**YOUR INSTRUCTIONS**
Gather every line in the listing below that contains the word "road". Case counts.

··· SUPPLIED INFORMATION ···

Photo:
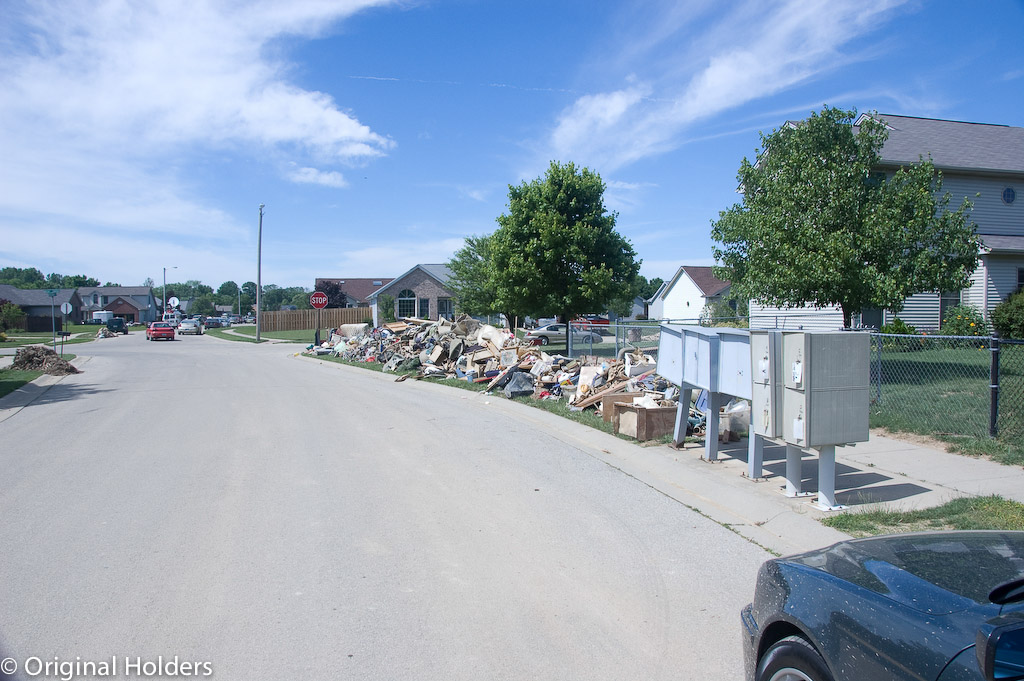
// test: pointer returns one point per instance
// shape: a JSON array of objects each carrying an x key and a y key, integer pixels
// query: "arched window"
[{"x": 407, "y": 303}]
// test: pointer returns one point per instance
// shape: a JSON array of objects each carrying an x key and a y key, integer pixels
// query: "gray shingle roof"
[
  {"x": 34, "y": 297},
  {"x": 953, "y": 144}
]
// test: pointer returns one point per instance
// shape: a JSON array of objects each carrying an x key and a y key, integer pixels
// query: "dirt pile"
[{"x": 38, "y": 358}]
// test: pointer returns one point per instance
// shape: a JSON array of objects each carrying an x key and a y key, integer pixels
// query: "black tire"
[{"x": 793, "y": 658}]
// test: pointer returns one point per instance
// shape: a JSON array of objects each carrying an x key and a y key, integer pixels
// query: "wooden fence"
[{"x": 297, "y": 320}]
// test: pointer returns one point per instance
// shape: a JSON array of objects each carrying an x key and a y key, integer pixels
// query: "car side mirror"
[{"x": 999, "y": 648}]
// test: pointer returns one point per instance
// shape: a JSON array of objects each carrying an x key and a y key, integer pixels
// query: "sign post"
[
  {"x": 52, "y": 293},
  {"x": 66, "y": 309},
  {"x": 318, "y": 301}
]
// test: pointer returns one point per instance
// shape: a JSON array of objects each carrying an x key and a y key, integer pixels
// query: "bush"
[
  {"x": 964, "y": 321},
  {"x": 898, "y": 327},
  {"x": 1008, "y": 317}
]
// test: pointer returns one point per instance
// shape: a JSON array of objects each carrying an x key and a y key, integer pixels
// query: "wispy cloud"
[
  {"x": 756, "y": 51},
  {"x": 313, "y": 176},
  {"x": 107, "y": 98}
]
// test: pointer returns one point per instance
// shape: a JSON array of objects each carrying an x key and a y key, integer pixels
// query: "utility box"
[
  {"x": 766, "y": 378},
  {"x": 825, "y": 387},
  {"x": 713, "y": 359}
]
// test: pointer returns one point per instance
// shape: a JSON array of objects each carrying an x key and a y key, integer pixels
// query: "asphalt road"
[{"x": 267, "y": 516}]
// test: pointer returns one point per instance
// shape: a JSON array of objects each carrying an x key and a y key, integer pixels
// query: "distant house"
[
  {"x": 134, "y": 303},
  {"x": 419, "y": 293},
  {"x": 981, "y": 162},
  {"x": 42, "y": 312},
  {"x": 357, "y": 291},
  {"x": 683, "y": 297}
]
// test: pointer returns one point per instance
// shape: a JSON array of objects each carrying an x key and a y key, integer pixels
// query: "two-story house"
[{"x": 981, "y": 162}]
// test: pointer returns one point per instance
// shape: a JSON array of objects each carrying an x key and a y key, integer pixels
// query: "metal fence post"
[{"x": 993, "y": 385}]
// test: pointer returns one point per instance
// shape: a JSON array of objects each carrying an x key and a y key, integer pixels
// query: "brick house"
[{"x": 421, "y": 293}]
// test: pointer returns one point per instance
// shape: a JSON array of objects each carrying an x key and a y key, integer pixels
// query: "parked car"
[
  {"x": 160, "y": 330},
  {"x": 555, "y": 333},
  {"x": 946, "y": 605}
]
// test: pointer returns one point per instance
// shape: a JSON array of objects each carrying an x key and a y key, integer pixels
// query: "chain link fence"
[{"x": 943, "y": 385}]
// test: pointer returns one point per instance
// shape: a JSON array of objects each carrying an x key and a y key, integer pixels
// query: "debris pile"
[
  {"x": 39, "y": 358},
  {"x": 465, "y": 349}
]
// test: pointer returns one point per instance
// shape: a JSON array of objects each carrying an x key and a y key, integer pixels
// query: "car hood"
[{"x": 933, "y": 572}]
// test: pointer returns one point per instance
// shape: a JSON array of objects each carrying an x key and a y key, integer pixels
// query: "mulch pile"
[{"x": 38, "y": 358}]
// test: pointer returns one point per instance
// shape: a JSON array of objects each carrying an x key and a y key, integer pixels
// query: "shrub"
[
  {"x": 964, "y": 321},
  {"x": 1008, "y": 317},
  {"x": 899, "y": 327}
]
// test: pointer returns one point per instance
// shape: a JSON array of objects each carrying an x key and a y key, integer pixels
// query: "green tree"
[
  {"x": 475, "y": 282},
  {"x": 819, "y": 225},
  {"x": 556, "y": 251},
  {"x": 11, "y": 315},
  {"x": 29, "y": 278}
]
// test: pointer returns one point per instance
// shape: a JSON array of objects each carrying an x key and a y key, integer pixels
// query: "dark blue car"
[{"x": 935, "y": 606}]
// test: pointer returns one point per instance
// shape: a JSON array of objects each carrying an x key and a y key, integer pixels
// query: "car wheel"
[{"x": 793, "y": 658}]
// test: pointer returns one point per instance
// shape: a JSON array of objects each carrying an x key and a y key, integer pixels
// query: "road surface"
[{"x": 248, "y": 514}]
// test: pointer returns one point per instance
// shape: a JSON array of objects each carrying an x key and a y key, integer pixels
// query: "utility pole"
[{"x": 259, "y": 266}]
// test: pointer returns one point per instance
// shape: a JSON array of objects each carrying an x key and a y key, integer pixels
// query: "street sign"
[{"x": 318, "y": 299}]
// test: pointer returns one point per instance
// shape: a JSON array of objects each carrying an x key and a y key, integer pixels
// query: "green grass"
[
  {"x": 944, "y": 392},
  {"x": 12, "y": 379},
  {"x": 969, "y": 513}
]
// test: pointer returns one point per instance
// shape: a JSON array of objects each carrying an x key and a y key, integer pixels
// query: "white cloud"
[
  {"x": 104, "y": 102},
  {"x": 313, "y": 176},
  {"x": 759, "y": 49}
]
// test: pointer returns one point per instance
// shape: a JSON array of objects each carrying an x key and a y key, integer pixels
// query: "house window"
[
  {"x": 947, "y": 299},
  {"x": 407, "y": 303},
  {"x": 444, "y": 308}
]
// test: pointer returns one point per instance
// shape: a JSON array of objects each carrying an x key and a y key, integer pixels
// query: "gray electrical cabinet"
[
  {"x": 766, "y": 377},
  {"x": 825, "y": 387}
]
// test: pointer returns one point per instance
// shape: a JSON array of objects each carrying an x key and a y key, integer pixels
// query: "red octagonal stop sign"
[{"x": 318, "y": 299}]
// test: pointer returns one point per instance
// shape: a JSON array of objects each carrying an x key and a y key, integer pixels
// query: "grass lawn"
[
  {"x": 969, "y": 513},
  {"x": 12, "y": 379},
  {"x": 944, "y": 393}
]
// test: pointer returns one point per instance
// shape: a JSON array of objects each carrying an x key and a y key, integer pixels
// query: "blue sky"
[{"x": 141, "y": 135}]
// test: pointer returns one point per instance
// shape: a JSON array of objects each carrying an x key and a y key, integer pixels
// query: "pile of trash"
[
  {"x": 496, "y": 358},
  {"x": 39, "y": 358}
]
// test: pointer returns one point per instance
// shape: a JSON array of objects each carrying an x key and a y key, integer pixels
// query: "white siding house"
[
  {"x": 684, "y": 296},
  {"x": 980, "y": 162}
]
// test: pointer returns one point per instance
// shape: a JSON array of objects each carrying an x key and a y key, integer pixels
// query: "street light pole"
[
  {"x": 259, "y": 266},
  {"x": 164, "y": 311}
]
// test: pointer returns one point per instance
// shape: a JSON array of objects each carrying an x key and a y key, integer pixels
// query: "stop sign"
[{"x": 318, "y": 299}]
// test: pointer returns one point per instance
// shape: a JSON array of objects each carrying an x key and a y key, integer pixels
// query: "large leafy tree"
[
  {"x": 475, "y": 282},
  {"x": 820, "y": 225},
  {"x": 556, "y": 251}
]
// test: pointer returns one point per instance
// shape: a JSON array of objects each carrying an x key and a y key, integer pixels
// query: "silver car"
[
  {"x": 190, "y": 327},
  {"x": 555, "y": 333}
]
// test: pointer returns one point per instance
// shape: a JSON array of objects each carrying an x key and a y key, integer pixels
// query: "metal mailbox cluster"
[{"x": 808, "y": 389}]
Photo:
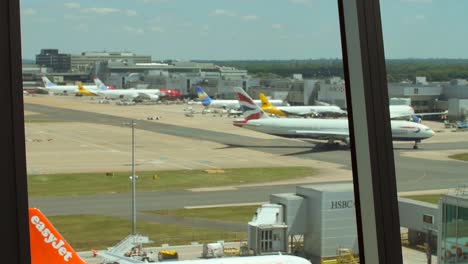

···

**EXERCISE RESPONSE**
// query: "asphalt road"
// query: "road surface"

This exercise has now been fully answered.